WHAT IS NEEDED: Copy every line of the listing below exactly, leaving out the pictures.

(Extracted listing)
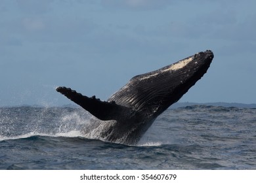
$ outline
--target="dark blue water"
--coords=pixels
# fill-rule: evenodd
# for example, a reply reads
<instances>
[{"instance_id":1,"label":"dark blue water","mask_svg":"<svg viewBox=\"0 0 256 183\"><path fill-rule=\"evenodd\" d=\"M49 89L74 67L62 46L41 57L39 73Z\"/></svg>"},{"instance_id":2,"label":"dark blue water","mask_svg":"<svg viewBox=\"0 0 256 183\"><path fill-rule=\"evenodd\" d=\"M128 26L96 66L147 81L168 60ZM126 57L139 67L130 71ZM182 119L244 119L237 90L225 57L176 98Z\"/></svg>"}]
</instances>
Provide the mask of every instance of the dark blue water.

CORRECT ANSWER:
$ outline
--target="dark blue water"
--coords=pixels
# fill-rule: evenodd
# for example, a reply reads
<instances>
[{"instance_id":1,"label":"dark blue water","mask_svg":"<svg viewBox=\"0 0 256 183\"><path fill-rule=\"evenodd\" d=\"M49 89L74 67L62 46L41 57L39 73Z\"/></svg>"},{"instance_id":2,"label":"dark blue water","mask_svg":"<svg viewBox=\"0 0 256 183\"><path fill-rule=\"evenodd\" d=\"M128 26L96 66L147 81L168 60ZM126 57L139 67L130 71ZM182 119L244 119L237 90L225 57L176 98Z\"/></svg>"}]
</instances>
Provide the mask of every instance of the dark blue water.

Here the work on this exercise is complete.